Directions for this task: Lines before the one containing "Annotation task: tag one point per instance of the woman's neck" are excluded; reproduce that line and all lines after it in the entries below, exactly.

Segment Start: Data records

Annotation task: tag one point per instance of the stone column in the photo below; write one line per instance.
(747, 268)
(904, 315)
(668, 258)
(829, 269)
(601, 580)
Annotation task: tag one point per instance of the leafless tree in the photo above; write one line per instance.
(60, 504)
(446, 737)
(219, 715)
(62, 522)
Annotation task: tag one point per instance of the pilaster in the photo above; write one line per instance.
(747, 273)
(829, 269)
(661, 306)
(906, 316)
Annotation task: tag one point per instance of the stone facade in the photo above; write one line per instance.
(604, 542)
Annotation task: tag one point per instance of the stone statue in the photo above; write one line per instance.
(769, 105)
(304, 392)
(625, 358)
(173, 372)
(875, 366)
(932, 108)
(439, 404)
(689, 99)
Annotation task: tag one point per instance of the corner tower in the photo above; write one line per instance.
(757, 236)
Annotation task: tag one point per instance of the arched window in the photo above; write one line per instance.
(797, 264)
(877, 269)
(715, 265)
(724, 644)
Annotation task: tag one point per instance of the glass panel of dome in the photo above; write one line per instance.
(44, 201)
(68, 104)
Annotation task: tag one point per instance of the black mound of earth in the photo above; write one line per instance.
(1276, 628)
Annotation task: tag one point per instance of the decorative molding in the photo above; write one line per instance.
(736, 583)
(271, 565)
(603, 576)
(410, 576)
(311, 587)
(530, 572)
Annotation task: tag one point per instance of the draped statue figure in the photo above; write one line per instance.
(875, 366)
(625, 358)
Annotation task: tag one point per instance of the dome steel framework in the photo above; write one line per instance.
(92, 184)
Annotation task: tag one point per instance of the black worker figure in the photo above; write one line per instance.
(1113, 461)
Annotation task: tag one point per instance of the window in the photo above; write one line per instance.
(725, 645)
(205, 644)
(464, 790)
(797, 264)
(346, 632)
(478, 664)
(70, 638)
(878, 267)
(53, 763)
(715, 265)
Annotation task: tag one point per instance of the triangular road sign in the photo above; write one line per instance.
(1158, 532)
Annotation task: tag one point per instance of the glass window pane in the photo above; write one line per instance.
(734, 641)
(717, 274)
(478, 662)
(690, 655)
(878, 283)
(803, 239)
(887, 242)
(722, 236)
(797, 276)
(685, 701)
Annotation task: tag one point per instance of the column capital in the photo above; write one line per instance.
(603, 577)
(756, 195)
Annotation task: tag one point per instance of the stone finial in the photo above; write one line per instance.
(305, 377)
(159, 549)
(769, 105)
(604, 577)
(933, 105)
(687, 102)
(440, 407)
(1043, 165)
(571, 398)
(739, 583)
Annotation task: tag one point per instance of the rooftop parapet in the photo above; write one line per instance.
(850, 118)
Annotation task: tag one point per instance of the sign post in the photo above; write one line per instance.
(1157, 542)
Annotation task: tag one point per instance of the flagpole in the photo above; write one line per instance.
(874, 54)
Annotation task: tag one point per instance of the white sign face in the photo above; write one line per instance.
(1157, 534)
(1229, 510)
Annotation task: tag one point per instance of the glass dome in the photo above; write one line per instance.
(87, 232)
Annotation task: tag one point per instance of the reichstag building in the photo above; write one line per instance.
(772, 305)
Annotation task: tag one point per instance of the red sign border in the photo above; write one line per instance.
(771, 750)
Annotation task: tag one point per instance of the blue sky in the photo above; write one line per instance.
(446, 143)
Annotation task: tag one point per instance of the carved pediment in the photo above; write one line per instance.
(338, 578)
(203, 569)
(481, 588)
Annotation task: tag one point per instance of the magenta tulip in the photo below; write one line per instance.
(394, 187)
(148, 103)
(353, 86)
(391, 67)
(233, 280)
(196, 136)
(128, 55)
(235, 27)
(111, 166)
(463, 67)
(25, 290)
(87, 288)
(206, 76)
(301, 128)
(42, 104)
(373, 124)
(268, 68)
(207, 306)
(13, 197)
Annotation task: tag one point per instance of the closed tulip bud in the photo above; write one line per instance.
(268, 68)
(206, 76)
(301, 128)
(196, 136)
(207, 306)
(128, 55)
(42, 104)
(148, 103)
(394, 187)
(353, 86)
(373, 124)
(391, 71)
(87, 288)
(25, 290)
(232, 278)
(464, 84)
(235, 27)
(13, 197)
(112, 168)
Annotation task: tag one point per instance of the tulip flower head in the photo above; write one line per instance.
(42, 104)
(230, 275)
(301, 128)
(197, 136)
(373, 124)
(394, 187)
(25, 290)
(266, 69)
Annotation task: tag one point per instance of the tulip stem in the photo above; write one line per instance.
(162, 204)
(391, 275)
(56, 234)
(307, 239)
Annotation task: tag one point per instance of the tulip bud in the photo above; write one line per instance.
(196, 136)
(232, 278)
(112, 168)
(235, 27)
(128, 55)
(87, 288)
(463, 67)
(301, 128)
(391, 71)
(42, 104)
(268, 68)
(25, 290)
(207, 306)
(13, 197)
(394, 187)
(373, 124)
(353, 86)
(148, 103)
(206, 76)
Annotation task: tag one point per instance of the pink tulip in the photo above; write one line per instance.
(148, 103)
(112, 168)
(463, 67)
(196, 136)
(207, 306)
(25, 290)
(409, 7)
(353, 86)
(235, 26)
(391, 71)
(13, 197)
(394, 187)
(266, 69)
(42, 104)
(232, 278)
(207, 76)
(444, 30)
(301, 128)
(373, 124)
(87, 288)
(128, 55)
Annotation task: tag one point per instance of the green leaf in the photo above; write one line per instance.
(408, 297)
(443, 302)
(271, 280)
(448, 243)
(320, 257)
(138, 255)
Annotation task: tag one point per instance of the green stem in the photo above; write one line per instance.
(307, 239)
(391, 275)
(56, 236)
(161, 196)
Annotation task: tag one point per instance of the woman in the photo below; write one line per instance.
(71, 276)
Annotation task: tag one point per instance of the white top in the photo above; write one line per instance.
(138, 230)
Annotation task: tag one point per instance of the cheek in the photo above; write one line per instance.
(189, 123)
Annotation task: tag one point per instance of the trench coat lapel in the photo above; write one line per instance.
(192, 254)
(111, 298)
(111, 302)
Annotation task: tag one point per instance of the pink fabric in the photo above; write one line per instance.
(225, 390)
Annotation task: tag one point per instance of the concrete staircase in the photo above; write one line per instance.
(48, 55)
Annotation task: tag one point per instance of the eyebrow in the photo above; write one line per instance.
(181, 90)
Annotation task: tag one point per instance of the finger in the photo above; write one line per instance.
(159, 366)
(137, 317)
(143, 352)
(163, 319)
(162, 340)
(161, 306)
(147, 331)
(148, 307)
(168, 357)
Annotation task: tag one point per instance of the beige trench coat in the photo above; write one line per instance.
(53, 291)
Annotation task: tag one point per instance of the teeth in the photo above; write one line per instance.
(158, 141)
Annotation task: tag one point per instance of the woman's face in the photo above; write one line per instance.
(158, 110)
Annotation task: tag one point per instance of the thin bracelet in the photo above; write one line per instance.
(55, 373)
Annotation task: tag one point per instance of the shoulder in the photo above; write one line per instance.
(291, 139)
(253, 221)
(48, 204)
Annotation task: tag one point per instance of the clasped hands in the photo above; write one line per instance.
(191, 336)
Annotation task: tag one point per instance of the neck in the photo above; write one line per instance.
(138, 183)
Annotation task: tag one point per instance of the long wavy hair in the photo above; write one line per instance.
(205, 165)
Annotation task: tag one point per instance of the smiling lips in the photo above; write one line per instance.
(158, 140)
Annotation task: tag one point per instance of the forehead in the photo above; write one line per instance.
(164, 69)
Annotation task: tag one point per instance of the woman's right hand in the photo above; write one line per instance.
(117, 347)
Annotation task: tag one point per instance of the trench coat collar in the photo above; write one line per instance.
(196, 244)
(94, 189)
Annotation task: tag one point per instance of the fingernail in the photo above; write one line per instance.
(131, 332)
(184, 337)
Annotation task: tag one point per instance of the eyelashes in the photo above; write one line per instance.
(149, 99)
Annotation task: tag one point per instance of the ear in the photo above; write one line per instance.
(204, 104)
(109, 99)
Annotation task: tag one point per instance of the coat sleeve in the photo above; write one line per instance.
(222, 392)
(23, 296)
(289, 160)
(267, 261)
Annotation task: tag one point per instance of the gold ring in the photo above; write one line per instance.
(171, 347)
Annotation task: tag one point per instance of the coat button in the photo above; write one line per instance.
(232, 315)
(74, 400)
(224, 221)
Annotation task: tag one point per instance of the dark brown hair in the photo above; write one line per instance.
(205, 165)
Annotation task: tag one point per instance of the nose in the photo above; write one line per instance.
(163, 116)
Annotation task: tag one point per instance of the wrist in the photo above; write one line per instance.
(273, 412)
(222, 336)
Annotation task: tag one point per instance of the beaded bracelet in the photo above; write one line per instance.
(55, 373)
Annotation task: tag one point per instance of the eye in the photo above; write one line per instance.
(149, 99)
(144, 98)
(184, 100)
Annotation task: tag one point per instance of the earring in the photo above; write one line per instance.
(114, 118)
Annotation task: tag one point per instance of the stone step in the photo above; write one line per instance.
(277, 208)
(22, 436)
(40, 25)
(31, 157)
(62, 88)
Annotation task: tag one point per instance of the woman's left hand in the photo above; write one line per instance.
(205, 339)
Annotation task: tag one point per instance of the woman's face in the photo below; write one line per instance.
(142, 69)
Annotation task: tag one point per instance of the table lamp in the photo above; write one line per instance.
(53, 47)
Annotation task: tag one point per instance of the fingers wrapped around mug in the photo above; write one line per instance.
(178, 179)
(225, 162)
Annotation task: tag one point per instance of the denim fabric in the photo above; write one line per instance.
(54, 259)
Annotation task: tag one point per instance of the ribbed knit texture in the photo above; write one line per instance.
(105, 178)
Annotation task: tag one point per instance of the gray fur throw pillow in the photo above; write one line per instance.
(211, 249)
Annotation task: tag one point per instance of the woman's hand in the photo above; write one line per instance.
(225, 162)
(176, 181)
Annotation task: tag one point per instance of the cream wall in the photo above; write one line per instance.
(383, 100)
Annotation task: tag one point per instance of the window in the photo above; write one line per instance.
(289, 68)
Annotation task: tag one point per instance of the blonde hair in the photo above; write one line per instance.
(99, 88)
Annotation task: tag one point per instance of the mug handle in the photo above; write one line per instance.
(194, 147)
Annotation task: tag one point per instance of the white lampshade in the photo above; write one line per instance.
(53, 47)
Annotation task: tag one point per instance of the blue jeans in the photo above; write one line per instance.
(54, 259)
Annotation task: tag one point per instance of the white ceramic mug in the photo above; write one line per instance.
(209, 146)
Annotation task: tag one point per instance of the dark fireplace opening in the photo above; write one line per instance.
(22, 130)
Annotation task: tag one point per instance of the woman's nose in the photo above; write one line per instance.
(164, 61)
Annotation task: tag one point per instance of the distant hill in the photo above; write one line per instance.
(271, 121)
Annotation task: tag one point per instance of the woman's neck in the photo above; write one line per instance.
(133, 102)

Segment End: Data records

Response below:
Annotation task: tag one point per instance of the woman's neck in the photo above; write one line per instance.
(133, 102)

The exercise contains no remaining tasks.